AKP İsrailli firmalara 4,6 milyar dolarlık ödeme yapıyor!

GAP projesinde sulama ihalesi alan İsrailli firmalara, hem de kapatma davası açıldıktan 1 ay sonra, yaklaşık 4,6 milyar dolar ödenek çıkaran AKP hükümeti, Olmert’in son Türkiye ziyaretinde İsrail’e iki ayrı diyet ödemişti. Birinci jest, 22 Aralık’ta İsrail’e, “yeni bir silah alımı ihalesi” verildi. İkinci jest ise, devletin zirvesi ile iki görüşmeler yapan Olmert’in ricası üzerine, Aselsan’daki bir ihalede kalan 141 milyon dolarlık bakiye de geri ödendi.

AKP iktidarının kapatma davasında Yahudi lobisinin gönlünü kazanmak için İsrailli firmalara 6 yıllık aradan sonra bugünkü döviz kuruyla 4,6 milyar dolar ödenek çıkarması, bütün Türkiye’yi şok etti. Demirel zamanında yapılan ihaleler ikili anlaşmalarla İsrailli firmalara verilmişti. 2003’ten bu yana GAP’a ödenek çıkarmayan AKP hükümeti, kapatma davası ile bu tavrında radikal bir değişikliğe gitti. İçerisinde Türk firmalarının ağırlıklı olarak yer aldığı 7 uluslar arası konsorsiyuma, 4,6 milyar dolar ödendi. Dankner Tavura, GAP’ta iş yapan ana şirketlerden öne çıkanlardan birisiydi.
################
- Verilen görevler
a - İsrailli firmalara yapılan ödemeleri anlatan metinde “AKP iktidarının kapatma davasında” sözleriyle başlayan paragrafı, ana bilgilerini koruyarak madde listesi hâlinde yeniden yazın.
b - İsrailli firmalara yapılan ödemelerle ilgili metni, son cümlesinden sonra gelecek bölümü yazarak sürdürün.

- Veri satırları
################
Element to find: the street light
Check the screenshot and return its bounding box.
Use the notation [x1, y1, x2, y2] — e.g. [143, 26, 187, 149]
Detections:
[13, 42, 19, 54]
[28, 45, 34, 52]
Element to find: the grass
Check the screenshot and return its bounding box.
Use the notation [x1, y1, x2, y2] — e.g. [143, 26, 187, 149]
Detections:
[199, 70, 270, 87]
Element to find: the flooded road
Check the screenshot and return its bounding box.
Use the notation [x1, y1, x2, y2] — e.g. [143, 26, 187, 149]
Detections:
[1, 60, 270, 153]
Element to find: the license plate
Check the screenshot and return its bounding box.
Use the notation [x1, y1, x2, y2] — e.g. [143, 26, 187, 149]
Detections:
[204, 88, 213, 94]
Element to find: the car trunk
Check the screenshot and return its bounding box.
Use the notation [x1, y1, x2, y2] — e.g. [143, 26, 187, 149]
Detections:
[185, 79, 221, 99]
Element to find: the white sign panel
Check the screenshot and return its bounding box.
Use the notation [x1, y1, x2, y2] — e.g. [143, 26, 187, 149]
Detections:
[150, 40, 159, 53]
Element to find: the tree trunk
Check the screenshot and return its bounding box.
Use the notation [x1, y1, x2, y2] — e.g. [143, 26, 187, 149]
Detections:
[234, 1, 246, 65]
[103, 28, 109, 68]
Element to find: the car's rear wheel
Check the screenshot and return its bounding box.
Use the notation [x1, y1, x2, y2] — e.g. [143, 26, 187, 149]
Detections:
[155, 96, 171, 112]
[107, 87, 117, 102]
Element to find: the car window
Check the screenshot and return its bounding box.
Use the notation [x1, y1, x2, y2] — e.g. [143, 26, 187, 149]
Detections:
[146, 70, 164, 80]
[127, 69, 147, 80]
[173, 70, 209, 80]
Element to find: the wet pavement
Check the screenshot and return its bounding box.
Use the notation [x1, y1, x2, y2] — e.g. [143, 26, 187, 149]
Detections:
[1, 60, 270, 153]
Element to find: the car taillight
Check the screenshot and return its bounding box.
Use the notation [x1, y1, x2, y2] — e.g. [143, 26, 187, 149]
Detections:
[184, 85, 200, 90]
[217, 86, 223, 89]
################
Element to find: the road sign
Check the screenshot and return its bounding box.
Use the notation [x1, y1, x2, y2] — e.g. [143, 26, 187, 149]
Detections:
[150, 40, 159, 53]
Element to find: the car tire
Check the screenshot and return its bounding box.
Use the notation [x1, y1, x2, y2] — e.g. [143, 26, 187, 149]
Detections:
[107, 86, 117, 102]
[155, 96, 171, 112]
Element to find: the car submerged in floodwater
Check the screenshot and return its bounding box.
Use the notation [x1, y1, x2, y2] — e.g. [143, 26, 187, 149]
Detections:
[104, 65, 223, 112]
################
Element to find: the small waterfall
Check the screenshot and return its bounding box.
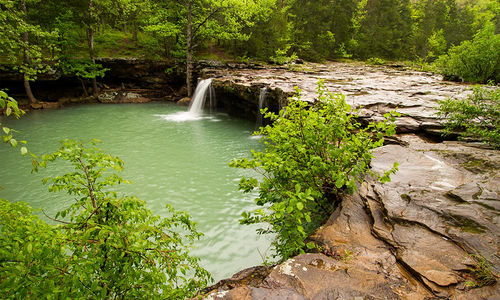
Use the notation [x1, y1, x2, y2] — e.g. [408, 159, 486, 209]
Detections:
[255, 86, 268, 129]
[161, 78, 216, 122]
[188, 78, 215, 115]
################
- Görev çözümleri
a -
- AKP iktidarı, kapatma davasında Yahudi lobisinin gönlünü kazanmak için İsrailli firmalara 6 yıllık aradan sonra bugünkü döviz kuruyla 4,6 milyar dolar ödenek çıkardı ve bu durum bütün Türkiye'yi şok etti.
- Söz konusu ihaleler Demirel zamanında ikili anlaşmalarla İsrailli firmalara verilmişti.
- 2003'ten bu yana GAP'a ödenek çıkarmayan AKP hükümeti, kapatma davasıyla bu tavrını kökten değiştirdi.
- Türk firmalarının ağırlıklı olarak yer aldığı 7 uluslararası konsorsiyuma 4,6 milyar dolar ödendi.
- Dankner Tavura, GAP'ta iş yapan ana şirketler arasında öne çıkanlardan biriydi.

b -
Başbakan Gazze saldırılarının ilk 8 günü oldukça cılız tepkiler vermişti. Ancak bir olaydan sonra Başbakan Erdoğan’ın tavrı sertleşmişti. İşte bu olay Çağlayan Mitingiydi. Başbakan,  Gazze’deki işgalin ilk haftası diplomatik bir tavır gösterdi. kerhen iç politikaya dönük küçük şeyler söyledi. Ta ki Saadet’in İstanbul’daki ezici mitingine kadar. O mitingden sonra Başbakanın söylemlerinde bir sertleşme gözlenmişti.  Çünkü Türkiye’nin her yerinden toplumsal kalkışmanın başladığı bir nokta o mitingdi.”

Yani Recep T. Erdoğan, tabanını SP’ye kaymasın diye, İsrail’le göstermelik bir kabadayılık sergilemekteydi. Ve nasıl bir tesadüfse, Erhan Göksel bu bilgileri belgeleriyle açıkladıktan hemen sonra Ergenekon kapsamında tutuklama emri gelmişti. Bu arada, Gazze katliamı nedeniyle, Sivas’ta İsrail’e sert çıkan Recep T. Erdoğan’ın, koşup Davos’ta siyonist Şimon Peres’in karşısında önce arka odalarda saygı duruşuna geçmesi, ardından ekranlarda yine ucuz kahramanlkık gösterisi ve danışıklı kavgacılık gereği olarak toplantıyı terk etmesi ise, tek kelime ile hayret ve nefret vericiydi. La figaro temsilcisi bile Erdoğan’ın bu tavrını “köklü değişimlere yol açmayacak, sadece simgesel ve iç politikaya yönelik sözler” olarak değerlendirmişti. İsrail gazetelerinde bu olay üzerine: “Türk Başbakanı esip gürledi” şeklinde dalga geçme küstahlığı bile, gizli mesajlar içermekteydi.

Şimon Peres’in yüzüne karşı “saldırganlıklarını, gaddarlıklarını, çocuk katliamlarını söylemek”, insanlarımızın yüreğine elbette su serpmiş ve oh dedirtmişti. Oysa İsrailli gazeteciler bile Peres’in hiç alışık olmadığı bir şekilde; sanki kasıtlı ve kışkırtıcı bir tavır sergilediğini, hayretle belirtmişlerdi. Ama bunun bir “danışıklı dövüş” olabileceğini herhalde akıllarına getiremezlerdi.

Ve niye hiç sorulmuyordu: AKP destekli ABD’nin Irak’ta yaptığı katliamlar, İsrail’inkinden farklı bir şey miydi?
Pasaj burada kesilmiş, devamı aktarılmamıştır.